▶ What the exercise asks
Convert every item below into a two-column CSV with the headers item and answer, one row per item, placing each item's text and its answer in its own quoted field with line breaks replaced by spaces. Omit the pictures from the output.

▶ Information shown
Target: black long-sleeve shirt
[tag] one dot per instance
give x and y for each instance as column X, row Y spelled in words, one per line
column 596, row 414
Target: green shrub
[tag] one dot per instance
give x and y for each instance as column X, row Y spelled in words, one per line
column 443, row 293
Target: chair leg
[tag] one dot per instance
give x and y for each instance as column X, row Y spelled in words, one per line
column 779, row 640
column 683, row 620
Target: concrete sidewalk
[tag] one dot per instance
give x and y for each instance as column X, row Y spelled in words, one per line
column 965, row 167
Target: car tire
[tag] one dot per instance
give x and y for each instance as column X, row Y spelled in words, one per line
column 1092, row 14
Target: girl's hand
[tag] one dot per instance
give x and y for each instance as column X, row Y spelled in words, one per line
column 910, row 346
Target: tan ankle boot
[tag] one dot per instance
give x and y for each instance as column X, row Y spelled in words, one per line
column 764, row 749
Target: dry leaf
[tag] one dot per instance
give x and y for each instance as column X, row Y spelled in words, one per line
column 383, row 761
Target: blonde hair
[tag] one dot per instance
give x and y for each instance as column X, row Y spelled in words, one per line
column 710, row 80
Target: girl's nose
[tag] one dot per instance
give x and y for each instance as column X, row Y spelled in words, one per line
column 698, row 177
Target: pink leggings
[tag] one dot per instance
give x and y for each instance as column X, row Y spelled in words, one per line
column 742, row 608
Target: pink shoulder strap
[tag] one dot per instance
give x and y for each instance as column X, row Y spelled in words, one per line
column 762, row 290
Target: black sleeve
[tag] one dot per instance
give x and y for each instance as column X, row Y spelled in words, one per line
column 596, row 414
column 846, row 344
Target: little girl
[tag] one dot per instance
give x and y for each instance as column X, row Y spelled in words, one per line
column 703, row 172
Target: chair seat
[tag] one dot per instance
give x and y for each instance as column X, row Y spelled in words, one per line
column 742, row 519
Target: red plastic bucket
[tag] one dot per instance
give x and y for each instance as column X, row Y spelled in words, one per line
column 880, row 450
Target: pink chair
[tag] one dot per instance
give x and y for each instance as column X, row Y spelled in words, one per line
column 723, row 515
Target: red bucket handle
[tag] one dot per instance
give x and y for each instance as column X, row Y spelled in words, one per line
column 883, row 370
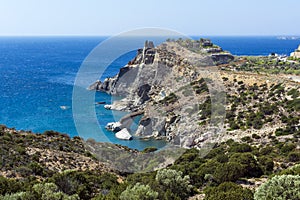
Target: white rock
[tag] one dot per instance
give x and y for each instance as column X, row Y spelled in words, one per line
column 123, row 134
column 108, row 107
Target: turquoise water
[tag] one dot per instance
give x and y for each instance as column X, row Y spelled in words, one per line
column 37, row 76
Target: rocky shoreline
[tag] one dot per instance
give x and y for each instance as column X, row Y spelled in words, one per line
column 151, row 85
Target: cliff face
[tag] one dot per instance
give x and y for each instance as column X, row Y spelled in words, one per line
column 158, row 82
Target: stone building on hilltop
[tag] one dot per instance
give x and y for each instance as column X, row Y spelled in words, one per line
column 296, row 54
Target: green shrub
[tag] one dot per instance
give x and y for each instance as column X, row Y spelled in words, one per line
column 250, row 167
column 174, row 181
column 230, row 171
column 294, row 156
column 279, row 187
column 236, row 147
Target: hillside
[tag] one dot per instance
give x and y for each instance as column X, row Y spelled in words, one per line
column 192, row 94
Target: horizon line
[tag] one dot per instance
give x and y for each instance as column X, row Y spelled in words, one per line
column 189, row 35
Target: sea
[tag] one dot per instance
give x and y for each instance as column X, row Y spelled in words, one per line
column 37, row 75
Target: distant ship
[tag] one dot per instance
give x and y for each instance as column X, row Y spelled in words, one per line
column 288, row 38
column 64, row 107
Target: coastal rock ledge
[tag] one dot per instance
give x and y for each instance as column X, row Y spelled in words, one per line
column 165, row 85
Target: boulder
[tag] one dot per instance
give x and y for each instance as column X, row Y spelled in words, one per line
column 114, row 126
column 108, row 107
column 123, row 134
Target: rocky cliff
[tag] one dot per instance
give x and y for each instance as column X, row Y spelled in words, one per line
column 166, row 84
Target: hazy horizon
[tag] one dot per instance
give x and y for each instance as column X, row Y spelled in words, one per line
column 108, row 18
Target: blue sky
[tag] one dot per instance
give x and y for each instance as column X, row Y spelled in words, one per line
column 110, row 17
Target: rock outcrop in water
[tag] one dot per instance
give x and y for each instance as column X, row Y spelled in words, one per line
column 157, row 82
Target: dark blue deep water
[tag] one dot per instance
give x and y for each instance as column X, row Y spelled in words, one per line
column 37, row 76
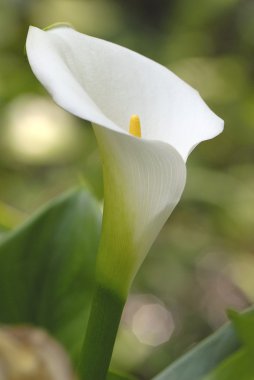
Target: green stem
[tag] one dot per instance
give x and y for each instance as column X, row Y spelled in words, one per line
column 101, row 333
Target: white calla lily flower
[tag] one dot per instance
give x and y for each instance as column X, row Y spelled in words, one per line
column 143, row 177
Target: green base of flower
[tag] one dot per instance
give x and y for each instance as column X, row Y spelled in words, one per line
column 101, row 333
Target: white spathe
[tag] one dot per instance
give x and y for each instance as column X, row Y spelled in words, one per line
column 143, row 178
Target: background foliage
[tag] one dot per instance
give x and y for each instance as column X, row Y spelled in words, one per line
column 202, row 263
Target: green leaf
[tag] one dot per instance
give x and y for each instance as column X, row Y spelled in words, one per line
column 204, row 357
column 244, row 326
column 224, row 355
column 117, row 376
column 47, row 268
column 236, row 367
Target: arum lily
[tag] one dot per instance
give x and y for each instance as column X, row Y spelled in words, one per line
column 146, row 121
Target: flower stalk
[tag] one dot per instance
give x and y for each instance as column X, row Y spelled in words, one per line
column 101, row 333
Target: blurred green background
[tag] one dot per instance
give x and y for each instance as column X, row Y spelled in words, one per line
column 203, row 261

▶ Task solution
item,answer
"Target: black long-sleeve shirt [tag] one dot per instance give x and y for each instance as column X, row Y spelled in words, one per line","column 596, row 414"
"Target: green shrub [tag] one dot per instance give x and y for each instance as column X, row Y spelled in words, one per line","column 443, row 293"
"Target: chair leg [tag] one dot per instance give x and y for each instance as column X, row Y spelled in words, one per line","column 779, row 640 column 683, row 620"
"Target: concrete sidewalk [tag] one dot per instance give x and y for each instance as column X, row Y spelled in words, one per line","column 965, row 167"
"Target: car tire [tag] one dot per instance give x and y for each instance as column X, row Y spelled in words, one per line","column 1092, row 14"
"Target: girl's hand [tag] one dot per instance give x and y for each instance as column X, row Y spelled in words, one per line","column 910, row 346"
"Target: tan ankle boot [tag] one dot per instance give x and y for each instance as column X, row Y spelled in words, one per line","column 764, row 749"
"Target: dry leaf [tag] one dot per instance give x and y for each instance as column X, row Y spelled in words, one per line","column 383, row 761"
"Target: blonde hair [tag] one dot per instance give x and y for each instance as column X, row Y spelled in words, one per line","column 710, row 80"
"Target: girl's nose [tag] one dot per instance give x and y for each instance as column X, row Y spelled in words, one per line","column 698, row 177"
"Target: pink leggings [tag] one dot per instance give x and y for each instance as column X, row Y spelled in words, one per line","column 742, row 608"
"Target: pink shoulder strap [tag] one dot per instance give x and y for each instance as column X, row Y spelled in words, one per line","column 762, row 290"
"Target: black sleeve [tag] one dot per instance give x and y for each instance as column X, row Y spelled in words, one per line","column 596, row 414 column 846, row 344"
"Target: little girl [tag] one dot per instance give x and y for each instance as column X, row Y spelled in words, one per line","column 703, row 172"
"Target: chair seat [tag] one dot per instance give x and y for each instance as column X, row Y spelled in words, one per line","column 742, row 519"
"Target: red plastic bucket [tag] one dot per instance give x and y for each instance as column X, row Y spelled in words, one per line","column 880, row 450"
"Target: pink chair [tag] one dot per instance give x and y for each instance as column X, row Y spelled in words, one per line","column 723, row 515"
"Target: red bucket handle [tag] one dot per instance give x and y for each instance as column X, row Y spelled in words, one per line","column 883, row 370"
"Target: white rock [tag] one dot per instance give x and y for each instance as column X, row Y spelled in words, one per line","column 123, row 134 column 108, row 107"
"Target: turquoise water [tag] one dot per instance give x and y for each instance as column X, row Y spelled in words, one per line","column 37, row 76"
"Target: rocky shoreline [tag] one dot per instance give x and y for each instance as column X, row Y spelled in words, one per line","column 151, row 85"
"Target: cliff face [tag] one dot per instance give x and y for each instance as column X, row Y spelled in words, one per line","column 158, row 82"
"Target: stone building on hilltop [tag] one dot per instance give x and y for each instance as column X, row Y spelled in words, one per line","column 296, row 54"
"Target: green shrub [tag] one dot per instance give x and y for each instance as column X, row Y spelled in words, one per line","column 250, row 167 column 174, row 181 column 230, row 171 column 294, row 156 column 279, row 187 column 236, row 147"
"Target: hillside [tag] one dot per instance give x and y for each instance as column X, row Y spelled in words, one per line","column 192, row 94"
"Target: horizon line [tag] one dot per instance give x and y for each instance as column X, row Y spelled in words, one per line","column 189, row 35"
"Target: sea [tag] one dot per instance give x and y for each instance as column X, row Y spelled in words, one per line","column 37, row 75"
"Target: distant ship [tag] one dot per instance give x and y for each instance as column X, row Y spelled in words, one per line","column 288, row 38 column 64, row 107"
"Target: coastal rock ledge [tag] one dot per instance give x and y for each instance as column X, row Y spelled in words, one per line","column 165, row 85"
"Target: boulder [tag] one dot per instance give x and y for each instance as column X, row Y spelled in words, one per line","column 114, row 126 column 108, row 107 column 123, row 134"
"Target: rocky cliff [tag] one dot per instance give x and y for each instance as column X, row Y spelled in words, one per line","column 166, row 84"
"Target: hazy horizon [tag] one dot per instance give x and y for each instance as column X, row Y spelled in words, one per line","column 108, row 18"
"Target: blue sky [tag] one dot per instance give x and y for each instance as column X, row Y spelled in words, one per line","column 110, row 17"
"Target: rock outcrop in water [tag] one dot per instance give x and y for each instance as column X, row Y spelled in words, one per line","column 157, row 82"
"Target: dark blue deep water [tag] one dot per instance give x and y for each instance as column X, row Y spelled in words, one per line","column 37, row 76"
"Target: green stem [tag] one dot per instance give x and y for each instance as column X, row Y spelled in words, one per line","column 101, row 333"
"Target: white calla lily flower [tag] one dot per instance give x and y for each instance as column X, row Y spelled in words, one per line","column 143, row 177"
"Target: green base of flower [tag] one dot per instance give x and y for each instance as column X, row Y spelled in words, one per line","column 101, row 333"
"Target: white spathe [tag] one dot per instance give x and y for each instance as column X, row Y spelled in words, one per line","column 143, row 178"
"Target: background foliage [tag] one dot per instance give x and y for each instance as column X, row Y spelled in words, one per line","column 202, row 263"
"Target: green leaf [tag] one dot per instance give x and y for each instance as column X, row Y spelled in words, one per line","column 204, row 357 column 244, row 326 column 224, row 355 column 117, row 376 column 47, row 268 column 236, row 367"
"Target: arum lily [tag] one dot per instance give x and y for each instance as column X, row Y spelled in words, one per line","column 146, row 121"
"Target: flower stalk [tag] one dot per instance give x and y for each instance as column X, row Y spelled in words, one per line","column 101, row 333"
"Target: blurred green background [tag] one dot per instance give x and y for each instance as column X, row Y spelled in words, one per line","column 203, row 261"